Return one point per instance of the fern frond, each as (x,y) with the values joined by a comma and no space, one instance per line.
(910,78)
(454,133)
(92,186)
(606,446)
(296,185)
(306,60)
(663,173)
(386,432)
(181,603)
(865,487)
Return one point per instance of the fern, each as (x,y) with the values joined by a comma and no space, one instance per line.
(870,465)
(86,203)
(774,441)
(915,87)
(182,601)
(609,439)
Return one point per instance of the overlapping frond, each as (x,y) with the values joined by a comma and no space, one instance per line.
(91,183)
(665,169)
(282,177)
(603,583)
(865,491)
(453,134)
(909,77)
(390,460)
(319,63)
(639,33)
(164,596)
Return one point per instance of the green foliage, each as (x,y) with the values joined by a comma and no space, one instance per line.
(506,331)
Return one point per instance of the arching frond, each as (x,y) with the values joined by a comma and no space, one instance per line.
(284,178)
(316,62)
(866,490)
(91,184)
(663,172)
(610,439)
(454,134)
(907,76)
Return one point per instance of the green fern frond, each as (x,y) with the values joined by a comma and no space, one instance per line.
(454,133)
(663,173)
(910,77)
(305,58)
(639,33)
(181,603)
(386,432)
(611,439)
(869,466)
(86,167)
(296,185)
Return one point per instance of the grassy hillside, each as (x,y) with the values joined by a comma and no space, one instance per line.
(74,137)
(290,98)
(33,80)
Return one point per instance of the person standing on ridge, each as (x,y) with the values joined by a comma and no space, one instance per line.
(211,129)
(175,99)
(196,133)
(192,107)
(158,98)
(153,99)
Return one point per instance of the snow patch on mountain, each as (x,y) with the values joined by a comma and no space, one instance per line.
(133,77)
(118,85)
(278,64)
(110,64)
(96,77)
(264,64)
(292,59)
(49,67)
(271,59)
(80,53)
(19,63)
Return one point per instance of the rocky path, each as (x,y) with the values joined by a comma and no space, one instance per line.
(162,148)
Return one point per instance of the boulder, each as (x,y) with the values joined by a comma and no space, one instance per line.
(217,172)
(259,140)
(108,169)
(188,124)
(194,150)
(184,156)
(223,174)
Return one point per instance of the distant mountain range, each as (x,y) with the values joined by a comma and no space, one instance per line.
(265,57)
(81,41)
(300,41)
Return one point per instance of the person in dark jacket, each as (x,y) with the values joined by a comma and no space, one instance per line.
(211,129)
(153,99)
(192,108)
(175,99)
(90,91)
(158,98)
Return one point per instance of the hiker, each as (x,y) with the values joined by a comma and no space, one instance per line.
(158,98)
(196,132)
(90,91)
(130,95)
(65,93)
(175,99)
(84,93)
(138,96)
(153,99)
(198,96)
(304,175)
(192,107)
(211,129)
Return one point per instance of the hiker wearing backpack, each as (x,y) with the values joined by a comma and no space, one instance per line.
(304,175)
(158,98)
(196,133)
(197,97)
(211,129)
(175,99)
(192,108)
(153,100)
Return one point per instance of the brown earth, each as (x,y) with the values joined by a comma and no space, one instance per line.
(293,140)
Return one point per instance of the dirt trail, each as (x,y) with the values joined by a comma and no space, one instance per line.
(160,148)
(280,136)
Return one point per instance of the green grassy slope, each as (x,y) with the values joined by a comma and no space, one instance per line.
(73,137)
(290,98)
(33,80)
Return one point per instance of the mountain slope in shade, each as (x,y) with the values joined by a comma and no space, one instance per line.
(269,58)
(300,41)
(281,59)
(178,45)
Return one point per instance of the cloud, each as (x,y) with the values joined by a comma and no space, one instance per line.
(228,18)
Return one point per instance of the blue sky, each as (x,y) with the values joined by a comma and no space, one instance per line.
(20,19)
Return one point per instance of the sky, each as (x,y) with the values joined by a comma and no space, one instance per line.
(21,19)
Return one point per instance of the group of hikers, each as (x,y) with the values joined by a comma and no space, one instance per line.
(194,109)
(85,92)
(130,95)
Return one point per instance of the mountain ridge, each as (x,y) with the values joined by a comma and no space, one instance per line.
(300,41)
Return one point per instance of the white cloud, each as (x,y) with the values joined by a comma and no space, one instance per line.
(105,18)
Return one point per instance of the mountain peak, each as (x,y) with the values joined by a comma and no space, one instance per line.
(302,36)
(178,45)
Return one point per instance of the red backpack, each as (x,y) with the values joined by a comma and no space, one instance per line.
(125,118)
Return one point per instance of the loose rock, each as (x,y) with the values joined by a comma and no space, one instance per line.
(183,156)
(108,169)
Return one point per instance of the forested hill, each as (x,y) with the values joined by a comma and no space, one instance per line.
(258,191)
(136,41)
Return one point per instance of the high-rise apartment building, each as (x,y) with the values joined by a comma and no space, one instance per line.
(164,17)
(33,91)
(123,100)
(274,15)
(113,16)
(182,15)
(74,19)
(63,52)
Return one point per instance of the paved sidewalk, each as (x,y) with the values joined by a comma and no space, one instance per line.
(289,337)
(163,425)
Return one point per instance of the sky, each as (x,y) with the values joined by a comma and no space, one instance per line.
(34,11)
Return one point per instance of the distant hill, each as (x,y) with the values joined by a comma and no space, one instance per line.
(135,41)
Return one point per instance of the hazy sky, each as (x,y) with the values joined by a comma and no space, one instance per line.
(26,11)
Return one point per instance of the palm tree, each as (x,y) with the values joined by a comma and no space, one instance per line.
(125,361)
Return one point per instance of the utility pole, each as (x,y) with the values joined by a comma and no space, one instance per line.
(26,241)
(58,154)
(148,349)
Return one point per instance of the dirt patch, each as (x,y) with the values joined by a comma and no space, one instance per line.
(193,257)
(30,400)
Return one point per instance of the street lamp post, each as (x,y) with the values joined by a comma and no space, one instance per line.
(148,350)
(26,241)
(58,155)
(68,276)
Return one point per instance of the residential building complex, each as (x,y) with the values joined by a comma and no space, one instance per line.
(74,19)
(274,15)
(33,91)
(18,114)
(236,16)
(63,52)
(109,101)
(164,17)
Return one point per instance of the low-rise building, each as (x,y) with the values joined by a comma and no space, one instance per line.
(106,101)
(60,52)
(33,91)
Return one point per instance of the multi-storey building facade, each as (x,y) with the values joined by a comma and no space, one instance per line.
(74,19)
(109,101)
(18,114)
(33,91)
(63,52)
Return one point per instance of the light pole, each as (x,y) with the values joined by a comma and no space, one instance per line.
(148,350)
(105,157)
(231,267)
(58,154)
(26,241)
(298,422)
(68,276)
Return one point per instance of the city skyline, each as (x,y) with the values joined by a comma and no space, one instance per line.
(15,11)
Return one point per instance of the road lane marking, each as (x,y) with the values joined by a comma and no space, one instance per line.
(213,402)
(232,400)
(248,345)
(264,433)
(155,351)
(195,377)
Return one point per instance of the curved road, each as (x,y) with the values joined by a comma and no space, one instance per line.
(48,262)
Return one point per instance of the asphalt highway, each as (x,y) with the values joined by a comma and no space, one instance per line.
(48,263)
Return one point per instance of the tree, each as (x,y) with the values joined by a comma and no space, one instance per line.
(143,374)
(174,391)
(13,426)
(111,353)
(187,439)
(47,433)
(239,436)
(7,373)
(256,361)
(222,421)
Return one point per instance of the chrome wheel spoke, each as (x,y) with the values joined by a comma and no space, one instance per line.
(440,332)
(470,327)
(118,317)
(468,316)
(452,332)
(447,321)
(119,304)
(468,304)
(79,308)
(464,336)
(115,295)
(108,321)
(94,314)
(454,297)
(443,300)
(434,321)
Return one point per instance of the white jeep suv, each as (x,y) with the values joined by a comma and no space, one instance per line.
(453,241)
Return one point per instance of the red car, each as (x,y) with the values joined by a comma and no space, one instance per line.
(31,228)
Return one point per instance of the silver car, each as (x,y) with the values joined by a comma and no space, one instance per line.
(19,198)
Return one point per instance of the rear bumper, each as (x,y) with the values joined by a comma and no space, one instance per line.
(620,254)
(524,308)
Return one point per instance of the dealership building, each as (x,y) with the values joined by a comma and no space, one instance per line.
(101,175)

• [OBJECTIVE] Repeat exactly, and only, the lines from the line with "Return one point per instance of the light" through the end of the listing above, both ends included.

• [SOLUTION TO THIS EXERCISE]
Return one point per instance of the light pole, each as (x,y) with the values joined by a comma and no space, one instance per line.
(148,350)
(105,157)
(231,267)
(58,154)
(26,241)
(298,422)
(68,276)
Return one point per instance of the city skyline, each as (x,y) with the values joined by a comma and no space, one instance per line.
(15,11)
Return one point per instance of the road lane marking, each as (x,y) with the values joined by a comma and no space, one instance per line.
(213,402)
(232,400)
(248,345)
(264,433)
(155,351)
(195,377)
Return one point per instance of the curved road, each as (x,y) with the values joined by a comma and no space, one instance per line.
(48,262)
Return one point per instance of the asphalt highway, each as (x,y) with the values joined by a comma and no space, one instance per line.
(48,263)
Return one point per instance of the tree, each as (x,y) with the values joined by a comma and no space, one instance per line.
(143,374)
(174,391)
(13,426)
(111,353)
(187,439)
(47,433)
(239,436)
(7,373)
(256,361)
(222,421)
Return one point per instance of the chrome wheel spoke, each as (x,y) with the values joined by a comma and no space, one instance per line.
(440,332)
(470,327)
(118,317)
(468,316)
(452,332)
(447,321)
(119,304)
(468,304)
(79,308)
(464,336)
(115,295)
(108,321)
(94,314)
(454,297)
(443,300)
(434,321)
Return one point per instance of the white jeep suv, each as (x,y) with the values joined by a comma and no space, one instance per line.
(453,241)
Return one point per instance of the red car, each as (x,y) with the values joined by a comma and no space, one instance per line.
(31,228)
Return one point per instance of the silver car, each as (x,y) with the values joined by a comma and no space, one instance per line.
(19,198)
Return one point per instance of the rear bumper, each as (x,y) with the values joined by a comma and no space, one instance per line.
(620,254)
(524,308)
Return one point per instance of the dealership building, each as (x,y) with the values joined by a comma and no space, one instance per line.
(101,175)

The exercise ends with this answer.